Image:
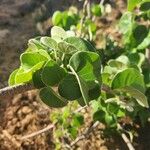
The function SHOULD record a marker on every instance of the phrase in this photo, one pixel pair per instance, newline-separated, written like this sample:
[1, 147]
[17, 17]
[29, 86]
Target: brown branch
[147, 55]
[13, 90]
[38, 132]
[125, 138]
[127, 141]
[85, 134]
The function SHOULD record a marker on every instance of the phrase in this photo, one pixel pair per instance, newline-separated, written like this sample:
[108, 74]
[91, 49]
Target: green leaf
[139, 96]
[23, 76]
[96, 10]
[35, 45]
[129, 77]
[145, 43]
[12, 76]
[69, 88]
[137, 58]
[58, 34]
[132, 4]
[49, 42]
[50, 98]
[66, 48]
[57, 18]
[145, 6]
[37, 79]
[30, 59]
[86, 67]
[99, 116]
[52, 74]
[140, 33]
[126, 23]
[80, 44]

________

Work task
Each entry needs to be retyped exactly; the pictures stay out.

Solution for this task
Image:
The function SHOULD record a marker on every instance of the phrase in this photo, one pixel pair per instance, newline-separated, written like this sample:
[1, 147]
[17, 17]
[29, 86]
Target: brown branch
[147, 55]
[13, 90]
[38, 132]
[125, 138]
[127, 141]
[85, 134]
The function SHOULD record a marker on every instance of the phrase in this photo, one pixel pair per instance, newline-separated, written like this sample:
[108, 74]
[91, 49]
Target: green leaf
[139, 96]
[23, 76]
[96, 10]
[35, 45]
[129, 77]
[145, 43]
[12, 76]
[69, 88]
[137, 58]
[58, 34]
[132, 4]
[49, 42]
[50, 98]
[66, 48]
[57, 18]
[145, 6]
[37, 79]
[30, 59]
[86, 67]
[99, 116]
[52, 74]
[140, 33]
[126, 23]
[80, 44]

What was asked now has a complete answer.